[Saved data entries]

((

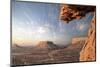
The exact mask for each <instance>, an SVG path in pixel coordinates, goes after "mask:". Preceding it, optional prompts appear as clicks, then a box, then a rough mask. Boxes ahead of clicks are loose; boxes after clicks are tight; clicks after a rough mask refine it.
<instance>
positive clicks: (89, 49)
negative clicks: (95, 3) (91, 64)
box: [60, 4, 96, 61]
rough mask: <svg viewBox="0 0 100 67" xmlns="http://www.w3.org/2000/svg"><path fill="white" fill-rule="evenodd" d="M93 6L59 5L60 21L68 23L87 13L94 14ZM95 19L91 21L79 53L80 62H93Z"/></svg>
mask: <svg viewBox="0 0 100 67" xmlns="http://www.w3.org/2000/svg"><path fill="white" fill-rule="evenodd" d="M95 9H96V7H95V6H75V5H64V4H63V5H61V12H60V20H62V21H65V22H66V23H69V21H72V20H74V19H80V18H82V17H84V16H85V15H86V14H87V13H89V12H95ZM95 26H96V18H95V16H94V18H93V19H92V21H91V28H90V29H89V33H88V38H87V40H86V42H85V44H84V46H83V48H82V50H81V52H80V61H94V60H96V55H95V53H96V52H95V49H96V47H95V45H96V44H95V40H96V38H95V37H96V36H95V35H96V30H95Z"/></svg>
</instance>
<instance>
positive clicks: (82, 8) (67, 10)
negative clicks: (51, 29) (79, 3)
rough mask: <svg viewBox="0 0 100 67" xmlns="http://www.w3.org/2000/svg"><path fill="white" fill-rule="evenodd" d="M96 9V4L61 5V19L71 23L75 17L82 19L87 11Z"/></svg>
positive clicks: (93, 10)
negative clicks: (85, 5)
mask: <svg viewBox="0 0 100 67" xmlns="http://www.w3.org/2000/svg"><path fill="white" fill-rule="evenodd" d="M93 11H95V6H92V7H91V6H81V5H65V4H62V5H61V10H60V20H62V21H65V22H67V23H69V21H72V20H74V19H80V18H82V17H84V16H85V15H86V13H89V12H93Z"/></svg>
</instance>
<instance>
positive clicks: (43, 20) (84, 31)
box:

))

What you have to do: Skipping every picture, reproduce the records word for word.

Answer below:
The exact mask for each <instance>, an SVG path in pixel coordinates, goes after "mask:". Preceding it, optional prompts appear as clicks, then a box, then a rough mask. Boxes ahead of clicks are loose; boxes after clicks are tight; clicks after a rough mask refine it.
<instance>
positive clicks: (89, 49)
negative clicks: (95, 3) (91, 64)
box: [60, 4, 96, 61]
rough mask: <svg viewBox="0 0 100 67" xmlns="http://www.w3.org/2000/svg"><path fill="white" fill-rule="evenodd" d="M93 6L59 5L60 21L68 23L87 13L94 14ZM95 19L91 21L79 53L80 62H93Z"/></svg>
mask: <svg viewBox="0 0 100 67" xmlns="http://www.w3.org/2000/svg"><path fill="white" fill-rule="evenodd" d="M95 9H96V7H95V6H75V5H64V4H63V5H61V12H60V20H62V21H65V22H66V23H69V21H72V20H74V19H80V18H82V17H84V16H85V15H86V14H87V13H89V12H95ZM95 26H96V18H95V16H94V18H93V19H92V21H91V28H90V29H89V33H88V38H87V40H86V42H85V44H84V46H83V48H82V50H81V52H80V61H94V60H96V55H95V53H96V52H95V49H96V47H95V45H96V44H95V40H96V38H95V37H96V36H95V35H96V30H95Z"/></svg>
</instance>
<instance>
positive clicks: (82, 8) (67, 10)
negative clicks: (51, 29) (79, 3)
rough mask: <svg viewBox="0 0 100 67" xmlns="http://www.w3.org/2000/svg"><path fill="white" fill-rule="evenodd" d="M96 9V4L61 5V19L71 23L75 17L82 19L87 11Z"/></svg>
positive clicks: (93, 10)
negative clicks: (85, 5)
mask: <svg viewBox="0 0 100 67" xmlns="http://www.w3.org/2000/svg"><path fill="white" fill-rule="evenodd" d="M93 11H95V6H92V7H91V6H81V5H65V4H62V5H61V10H60V20H62V21H65V22H67V23H69V21H72V20H74V19H80V18H82V17H84V16H85V15H86V13H89V12H93Z"/></svg>
</instance>
<instance>
positive clicks: (43, 20) (84, 31)
box:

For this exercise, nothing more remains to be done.